**What to do:** Lay out the lines of the records below as a Markdown table with the columns "Row" and "Line," starting with the line containing "like [(144, 14)]." and ending with the line containing "[(672, 305)]", both included. Leave out blank lines and include nothing else.

**Items listed in a dataset:**
=-=-=-=-=

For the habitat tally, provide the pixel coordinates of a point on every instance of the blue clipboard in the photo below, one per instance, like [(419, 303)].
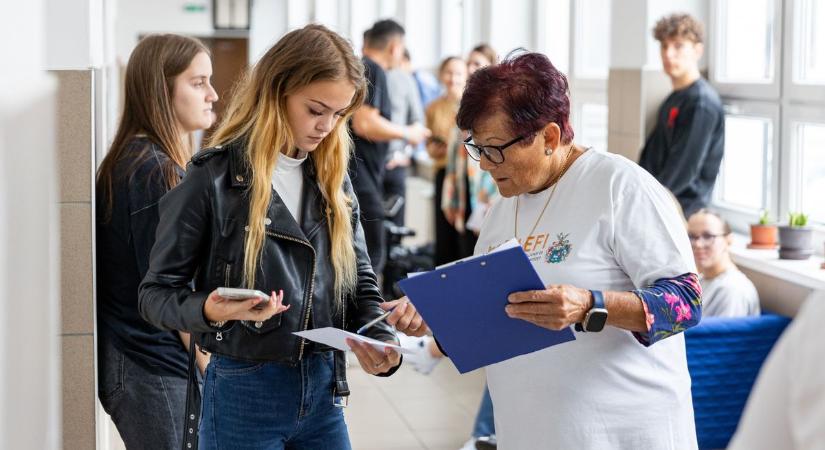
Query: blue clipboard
[(463, 304)]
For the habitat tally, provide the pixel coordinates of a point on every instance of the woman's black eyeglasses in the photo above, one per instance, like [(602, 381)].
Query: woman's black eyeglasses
[(494, 153)]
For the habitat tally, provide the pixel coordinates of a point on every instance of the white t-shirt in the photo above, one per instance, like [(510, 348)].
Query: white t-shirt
[(786, 409), (729, 294), (288, 182), (609, 226)]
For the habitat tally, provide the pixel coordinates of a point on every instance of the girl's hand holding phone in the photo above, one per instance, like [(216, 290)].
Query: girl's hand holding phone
[(220, 309)]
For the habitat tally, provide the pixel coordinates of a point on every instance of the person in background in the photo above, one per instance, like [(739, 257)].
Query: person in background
[(482, 55), (168, 96), (685, 149), (726, 291), (612, 252), (270, 207), (467, 191), (372, 131), (428, 86), (786, 408), (406, 110), (441, 120)]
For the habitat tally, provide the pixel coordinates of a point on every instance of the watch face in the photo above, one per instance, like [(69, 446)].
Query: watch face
[(595, 320)]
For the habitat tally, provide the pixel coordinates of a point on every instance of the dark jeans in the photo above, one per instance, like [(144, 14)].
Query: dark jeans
[(446, 237), (257, 405), (147, 408), (485, 424)]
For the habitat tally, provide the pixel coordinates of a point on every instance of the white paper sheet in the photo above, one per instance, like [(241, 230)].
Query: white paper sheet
[(336, 338)]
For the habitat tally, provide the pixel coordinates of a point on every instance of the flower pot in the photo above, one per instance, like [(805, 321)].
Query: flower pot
[(763, 236), (795, 242)]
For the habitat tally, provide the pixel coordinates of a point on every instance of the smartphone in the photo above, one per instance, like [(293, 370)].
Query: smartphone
[(241, 294)]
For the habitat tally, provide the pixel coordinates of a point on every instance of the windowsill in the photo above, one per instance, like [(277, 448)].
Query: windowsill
[(805, 273)]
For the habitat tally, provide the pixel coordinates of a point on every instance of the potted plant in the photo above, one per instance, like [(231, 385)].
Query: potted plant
[(795, 238), (763, 234)]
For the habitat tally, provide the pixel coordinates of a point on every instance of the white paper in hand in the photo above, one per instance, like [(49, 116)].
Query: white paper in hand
[(337, 338)]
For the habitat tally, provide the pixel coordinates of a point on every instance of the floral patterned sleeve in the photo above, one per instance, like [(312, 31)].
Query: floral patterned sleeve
[(672, 305)]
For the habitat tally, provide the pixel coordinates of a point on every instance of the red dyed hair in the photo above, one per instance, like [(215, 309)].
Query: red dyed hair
[(527, 88)]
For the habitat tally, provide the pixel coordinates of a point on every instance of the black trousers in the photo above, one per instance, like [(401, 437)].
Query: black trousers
[(449, 243)]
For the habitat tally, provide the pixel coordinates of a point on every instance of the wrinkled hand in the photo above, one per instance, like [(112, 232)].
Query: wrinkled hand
[(219, 309), (372, 360), (556, 307), (405, 317), (437, 150)]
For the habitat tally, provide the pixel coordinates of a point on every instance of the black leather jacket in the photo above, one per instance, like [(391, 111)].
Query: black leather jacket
[(200, 237)]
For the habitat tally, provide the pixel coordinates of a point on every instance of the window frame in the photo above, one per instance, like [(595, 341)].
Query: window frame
[(796, 92), (740, 217), (763, 91), (790, 198)]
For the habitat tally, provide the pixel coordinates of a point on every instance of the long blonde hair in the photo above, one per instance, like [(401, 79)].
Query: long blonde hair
[(258, 114), (147, 109)]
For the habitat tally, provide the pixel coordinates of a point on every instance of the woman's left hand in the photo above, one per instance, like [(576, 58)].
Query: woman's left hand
[(372, 360), (405, 317), (556, 307)]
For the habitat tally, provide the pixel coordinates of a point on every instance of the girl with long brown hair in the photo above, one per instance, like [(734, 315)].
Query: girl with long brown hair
[(270, 207), (141, 367)]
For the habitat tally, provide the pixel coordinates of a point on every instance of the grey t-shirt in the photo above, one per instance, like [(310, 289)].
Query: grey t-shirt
[(406, 104), (730, 294)]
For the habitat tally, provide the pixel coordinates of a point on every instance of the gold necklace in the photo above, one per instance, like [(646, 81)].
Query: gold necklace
[(554, 183)]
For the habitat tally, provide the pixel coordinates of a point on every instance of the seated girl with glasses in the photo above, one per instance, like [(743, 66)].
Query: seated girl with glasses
[(726, 291)]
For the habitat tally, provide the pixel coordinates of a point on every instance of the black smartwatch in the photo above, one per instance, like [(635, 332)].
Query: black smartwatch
[(596, 318)]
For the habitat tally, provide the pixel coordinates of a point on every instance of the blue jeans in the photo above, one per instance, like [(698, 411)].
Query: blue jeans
[(485, 425), (146, 407), (256, 405)]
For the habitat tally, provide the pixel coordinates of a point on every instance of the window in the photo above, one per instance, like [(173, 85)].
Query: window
[(748, 142), (748, 70), (810, 146), (591, 49), (590, 59), (746, 50), (809, 65), (590, 124), (745, 43)]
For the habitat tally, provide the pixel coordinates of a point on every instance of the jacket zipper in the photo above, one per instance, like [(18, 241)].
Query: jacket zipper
[(219, 334), (311, 286)]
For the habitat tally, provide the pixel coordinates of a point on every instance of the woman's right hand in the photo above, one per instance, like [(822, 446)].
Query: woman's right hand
[(219, 309)]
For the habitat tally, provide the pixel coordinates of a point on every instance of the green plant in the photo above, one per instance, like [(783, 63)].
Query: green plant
[(797, 220)]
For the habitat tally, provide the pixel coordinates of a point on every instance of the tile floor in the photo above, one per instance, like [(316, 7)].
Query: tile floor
[(407, 411), (413, 411)]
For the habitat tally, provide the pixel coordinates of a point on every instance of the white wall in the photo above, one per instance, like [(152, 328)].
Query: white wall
[(73, 28), (268, 23), (511, 25), (29, 325)]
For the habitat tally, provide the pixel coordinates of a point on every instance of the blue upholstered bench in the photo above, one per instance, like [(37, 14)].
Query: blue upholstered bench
[(724, 356)]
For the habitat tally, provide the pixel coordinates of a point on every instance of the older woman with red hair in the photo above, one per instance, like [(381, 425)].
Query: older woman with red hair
[(617, 264)]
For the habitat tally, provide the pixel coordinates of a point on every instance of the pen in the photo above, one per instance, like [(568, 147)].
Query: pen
[(376, 320)]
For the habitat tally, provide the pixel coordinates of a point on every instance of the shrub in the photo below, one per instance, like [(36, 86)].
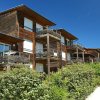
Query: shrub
[(78, 79), (24, 84)]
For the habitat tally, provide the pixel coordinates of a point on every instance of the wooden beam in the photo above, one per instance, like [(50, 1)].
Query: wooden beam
[(77, 53), (83, 55), (48, 54)]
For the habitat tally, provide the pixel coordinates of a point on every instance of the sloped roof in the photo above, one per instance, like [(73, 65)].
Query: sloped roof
[(39, 18)]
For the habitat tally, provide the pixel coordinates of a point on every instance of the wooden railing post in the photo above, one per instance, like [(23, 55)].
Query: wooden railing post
[(48, 54)]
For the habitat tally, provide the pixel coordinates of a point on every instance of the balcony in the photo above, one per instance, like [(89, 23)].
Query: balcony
[(50, 32), (43, 54), (74, 46), (15, 57)]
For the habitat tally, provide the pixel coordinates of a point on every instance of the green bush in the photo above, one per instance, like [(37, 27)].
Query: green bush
[(78, 79), (73, 82), (24, 84)]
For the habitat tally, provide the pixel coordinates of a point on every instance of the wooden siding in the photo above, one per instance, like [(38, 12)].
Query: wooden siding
[(8, 23)]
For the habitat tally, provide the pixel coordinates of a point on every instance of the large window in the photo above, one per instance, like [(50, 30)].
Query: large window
[(38, 27), (27, 46), (62, 40), (63, 55), (39, 47), (28, 24), (4, 48), (68, 56)]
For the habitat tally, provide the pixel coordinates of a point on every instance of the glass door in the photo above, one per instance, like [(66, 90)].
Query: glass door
[(4, 48)]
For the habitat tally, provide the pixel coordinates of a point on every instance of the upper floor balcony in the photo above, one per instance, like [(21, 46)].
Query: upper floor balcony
[(43, 54), (74, 46), (49, 32)]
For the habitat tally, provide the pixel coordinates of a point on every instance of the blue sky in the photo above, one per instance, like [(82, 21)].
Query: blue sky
[(79, 17)]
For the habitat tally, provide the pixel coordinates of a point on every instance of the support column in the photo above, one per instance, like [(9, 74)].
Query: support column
[(83, 55), (33, 56), (98, 56), (48, 54), (77, 51)]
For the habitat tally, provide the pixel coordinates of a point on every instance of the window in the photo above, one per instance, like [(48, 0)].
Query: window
[(68, 56), (39, 67), (27, 46), (38, 27), (63, 55), (62, 40), (4, 48), (28, 24), (68, 42), (39, 47)]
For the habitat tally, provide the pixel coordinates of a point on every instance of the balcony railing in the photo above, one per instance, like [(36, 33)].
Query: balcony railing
[(45, 31), (42, 53), (15, 58)]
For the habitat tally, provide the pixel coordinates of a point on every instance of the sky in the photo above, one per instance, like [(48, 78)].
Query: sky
[(79, 17)]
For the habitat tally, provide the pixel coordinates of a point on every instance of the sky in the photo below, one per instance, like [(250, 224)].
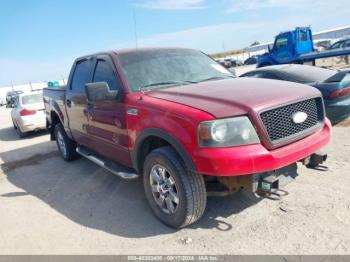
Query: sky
[(39, 39)]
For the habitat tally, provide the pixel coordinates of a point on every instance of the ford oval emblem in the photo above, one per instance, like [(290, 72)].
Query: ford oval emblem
[(299, 117)]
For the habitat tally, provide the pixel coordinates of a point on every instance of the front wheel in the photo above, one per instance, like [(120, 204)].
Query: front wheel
[(66, 146), (176, 196)]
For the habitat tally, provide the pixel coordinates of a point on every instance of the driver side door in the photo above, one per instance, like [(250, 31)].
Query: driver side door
[(107, 129)]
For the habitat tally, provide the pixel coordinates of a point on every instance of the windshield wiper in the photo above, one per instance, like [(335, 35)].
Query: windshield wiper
[(167, 83), (215, 78)]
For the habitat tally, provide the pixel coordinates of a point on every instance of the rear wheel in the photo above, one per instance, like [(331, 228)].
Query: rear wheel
[(176, 196), (66, 146)]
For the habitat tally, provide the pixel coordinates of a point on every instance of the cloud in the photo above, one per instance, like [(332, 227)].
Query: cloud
[(305, 6), (23, 71), (213, 38), (173, 4)]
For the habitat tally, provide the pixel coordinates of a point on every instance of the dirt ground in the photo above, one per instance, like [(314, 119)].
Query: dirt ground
[(48, 206)]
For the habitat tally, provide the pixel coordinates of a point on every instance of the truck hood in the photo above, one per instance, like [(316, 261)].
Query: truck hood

=-=-=-=-=

**Response to the exercise:**
| Row | Line |
|---|---|
| 1 | For the habitat tally, provide the pixel coordinates of a point on every instance of the dark jeans in the photo above, one per instance, like [(144, 14)]. |
| 2 | Query: dark jeans |
| 3 | [(446, 237), (257, 405), (147, 408), (485, 424)] |
| 4 | For the habitat tally, provide the pixel coordinates of a point on every instance of the white paper sheet in the photo above, one per instance, like [(241, 230)]. |
| 5 | Query: white paper sheet |
| 6 | [(336, 338)] |
| 7 | For the habitat tally, provide the pixel coordinates of a point on every instance of the flower pot in the photo above, one per instance, like [(805, 321)]. |
| 8 | Query: flower pot |
| 9 | [(763, 236), (795, 242)] |
| 10 | For the habitat tally, provide the pixel coordinates of a point on every instance of the smartphone in the photo above, one per instance, like [(293, 370)]. |
| 11 | Query: smartphone |
| 12 | [(241, 294)] |
| 13 | For the habitat tally, provide the pixel coordinates of a point on every instance of the windowsill in the photo above, one per instance, like [(277, 448)]. |
| 14 | Query: windowsill |
| 15 | [(805, 273)] |
| 16 | For the habitat tally, provide the pixel coordinates of a point on every instance of the potted plant in the photo above, one per instance, like [(231, 385)]. |
| 17 | Query: potted plant |
| 18 | [(795, 238), (763, 234)] |
| 19 | For the habitat tally, provide the pixel coordinates of a point on every instance of the white paper in hand in the photo above, one per instance, like [(49, 116)]. |
| 20 | Query: white paper in hand |
| 21 | [(337, 338)] |
| 22 | For the habitat tally, provide the pixel coordinates of a point on every instance of the floral patterned sleeve in the photo above, one per instance, like [(312, 31)]. |
| 23 | Query: floral patterned sleeve |
| 24 | [(672, 305)] |